(Items from a data source)
○ ○ ○

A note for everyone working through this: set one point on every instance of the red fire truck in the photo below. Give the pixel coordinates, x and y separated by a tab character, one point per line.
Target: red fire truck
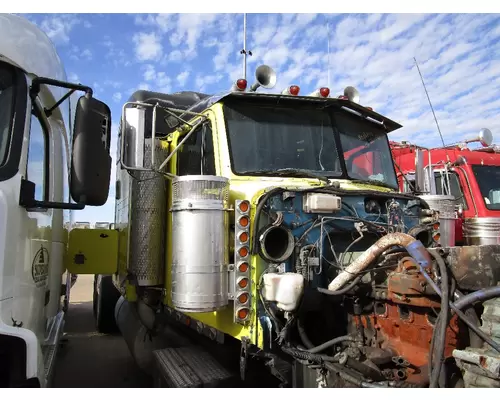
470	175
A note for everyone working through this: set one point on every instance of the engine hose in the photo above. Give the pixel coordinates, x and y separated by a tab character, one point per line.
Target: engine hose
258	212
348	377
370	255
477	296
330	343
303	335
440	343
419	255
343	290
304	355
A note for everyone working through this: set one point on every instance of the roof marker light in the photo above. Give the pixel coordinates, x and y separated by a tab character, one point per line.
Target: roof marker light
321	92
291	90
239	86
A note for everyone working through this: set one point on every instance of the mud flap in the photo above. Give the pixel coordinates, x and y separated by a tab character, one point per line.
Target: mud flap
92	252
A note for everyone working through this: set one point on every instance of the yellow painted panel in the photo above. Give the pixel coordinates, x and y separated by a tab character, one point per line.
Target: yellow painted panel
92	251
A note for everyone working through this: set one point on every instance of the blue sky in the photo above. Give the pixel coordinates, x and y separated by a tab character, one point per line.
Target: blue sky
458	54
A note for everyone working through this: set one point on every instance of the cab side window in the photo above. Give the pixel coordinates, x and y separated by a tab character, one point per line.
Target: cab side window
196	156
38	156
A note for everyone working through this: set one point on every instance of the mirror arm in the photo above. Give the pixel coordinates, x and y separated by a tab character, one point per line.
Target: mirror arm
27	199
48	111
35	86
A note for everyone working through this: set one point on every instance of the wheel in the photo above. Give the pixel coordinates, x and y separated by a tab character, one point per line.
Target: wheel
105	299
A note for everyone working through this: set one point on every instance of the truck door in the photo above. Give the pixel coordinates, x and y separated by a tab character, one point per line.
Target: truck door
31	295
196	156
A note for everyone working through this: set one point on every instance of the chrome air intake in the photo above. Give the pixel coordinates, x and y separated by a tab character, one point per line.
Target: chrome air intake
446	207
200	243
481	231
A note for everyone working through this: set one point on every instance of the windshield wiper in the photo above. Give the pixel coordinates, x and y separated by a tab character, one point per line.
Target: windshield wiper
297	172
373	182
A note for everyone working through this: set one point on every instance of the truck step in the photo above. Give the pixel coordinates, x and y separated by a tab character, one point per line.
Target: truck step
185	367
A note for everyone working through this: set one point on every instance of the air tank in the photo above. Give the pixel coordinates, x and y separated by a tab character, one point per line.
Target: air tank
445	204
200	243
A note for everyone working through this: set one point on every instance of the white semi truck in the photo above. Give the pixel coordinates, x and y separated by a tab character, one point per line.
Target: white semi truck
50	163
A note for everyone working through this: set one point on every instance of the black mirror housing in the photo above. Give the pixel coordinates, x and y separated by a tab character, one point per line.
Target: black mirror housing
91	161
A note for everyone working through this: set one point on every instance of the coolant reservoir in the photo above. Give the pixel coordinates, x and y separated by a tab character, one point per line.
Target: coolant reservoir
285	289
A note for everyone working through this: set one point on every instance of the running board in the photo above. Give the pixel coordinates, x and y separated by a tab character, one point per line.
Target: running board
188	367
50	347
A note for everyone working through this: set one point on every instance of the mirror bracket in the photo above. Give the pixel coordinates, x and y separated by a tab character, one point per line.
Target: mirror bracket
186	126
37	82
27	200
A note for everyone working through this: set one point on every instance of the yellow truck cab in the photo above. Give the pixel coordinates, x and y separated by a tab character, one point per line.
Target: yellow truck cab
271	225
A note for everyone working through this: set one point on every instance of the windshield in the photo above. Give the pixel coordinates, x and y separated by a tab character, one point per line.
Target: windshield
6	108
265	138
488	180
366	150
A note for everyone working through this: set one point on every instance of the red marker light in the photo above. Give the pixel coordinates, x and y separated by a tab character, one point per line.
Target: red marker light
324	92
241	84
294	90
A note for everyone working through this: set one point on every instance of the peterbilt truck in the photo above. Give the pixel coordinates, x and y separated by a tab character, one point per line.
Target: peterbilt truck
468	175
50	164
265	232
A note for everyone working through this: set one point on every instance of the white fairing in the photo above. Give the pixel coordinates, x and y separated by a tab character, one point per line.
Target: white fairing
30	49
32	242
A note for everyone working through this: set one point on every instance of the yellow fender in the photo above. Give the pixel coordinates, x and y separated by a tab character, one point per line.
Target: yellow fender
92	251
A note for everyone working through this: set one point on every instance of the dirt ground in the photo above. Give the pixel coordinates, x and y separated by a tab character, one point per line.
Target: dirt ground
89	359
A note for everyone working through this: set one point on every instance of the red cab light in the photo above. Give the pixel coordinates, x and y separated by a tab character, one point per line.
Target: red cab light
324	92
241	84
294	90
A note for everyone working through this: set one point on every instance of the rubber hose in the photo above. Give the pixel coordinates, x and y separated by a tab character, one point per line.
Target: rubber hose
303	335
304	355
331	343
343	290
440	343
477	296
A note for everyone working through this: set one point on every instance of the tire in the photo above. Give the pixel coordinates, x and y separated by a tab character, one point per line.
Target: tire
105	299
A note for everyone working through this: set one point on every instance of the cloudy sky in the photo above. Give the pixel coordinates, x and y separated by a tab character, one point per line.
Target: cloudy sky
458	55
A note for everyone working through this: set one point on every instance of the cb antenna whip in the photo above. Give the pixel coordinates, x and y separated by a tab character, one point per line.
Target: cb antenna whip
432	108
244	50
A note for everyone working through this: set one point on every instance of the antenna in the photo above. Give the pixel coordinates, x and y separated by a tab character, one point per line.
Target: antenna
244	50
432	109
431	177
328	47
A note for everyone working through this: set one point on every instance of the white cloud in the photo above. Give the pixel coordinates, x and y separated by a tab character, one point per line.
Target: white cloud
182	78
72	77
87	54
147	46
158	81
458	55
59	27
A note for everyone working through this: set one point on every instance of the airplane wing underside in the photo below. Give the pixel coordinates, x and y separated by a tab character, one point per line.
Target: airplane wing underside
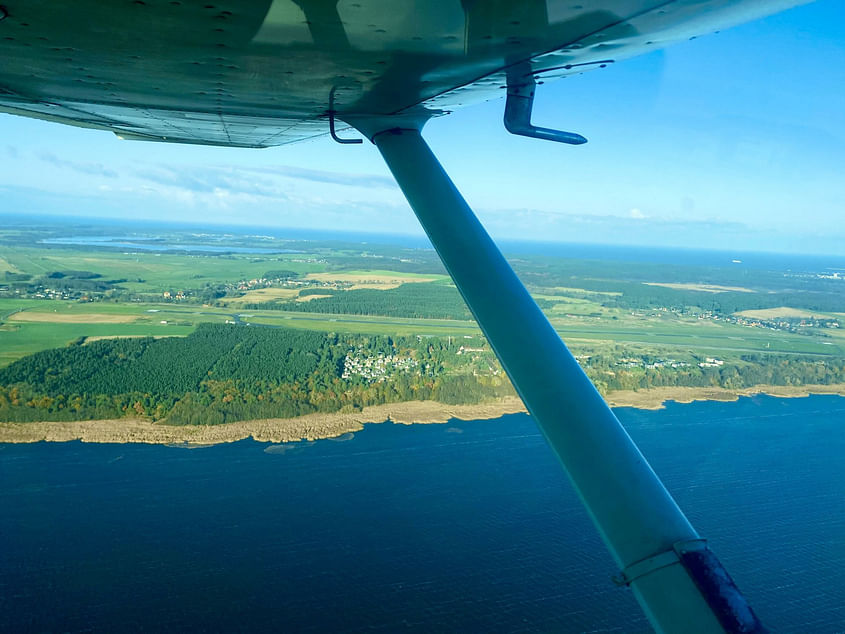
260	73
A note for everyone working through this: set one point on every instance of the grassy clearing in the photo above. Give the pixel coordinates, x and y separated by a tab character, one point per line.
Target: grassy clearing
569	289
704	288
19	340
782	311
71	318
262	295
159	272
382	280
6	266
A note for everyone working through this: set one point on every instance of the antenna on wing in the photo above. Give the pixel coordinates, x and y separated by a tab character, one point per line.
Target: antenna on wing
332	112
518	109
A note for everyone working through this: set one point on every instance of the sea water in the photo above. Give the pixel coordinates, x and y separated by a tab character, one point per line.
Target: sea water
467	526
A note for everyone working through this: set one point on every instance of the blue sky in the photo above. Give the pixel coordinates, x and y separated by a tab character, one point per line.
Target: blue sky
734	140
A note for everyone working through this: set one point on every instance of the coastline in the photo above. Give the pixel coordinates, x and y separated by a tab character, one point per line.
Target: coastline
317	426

○ ○ ○

• Problem to work on: All lines that contain the word "below" must be copied from the records above.

• Finished task:
A note for everyone working through this: set one point on every instance of the red fire truck in the photo below. Give the pixel coordinates, x and y separated by a tab character, one point per line.
A note for everyone working through this: set one point on every instance of the airplane wing underside in the photo below. Give the pixel coordinates, x and y separated by a tab character, one point per line.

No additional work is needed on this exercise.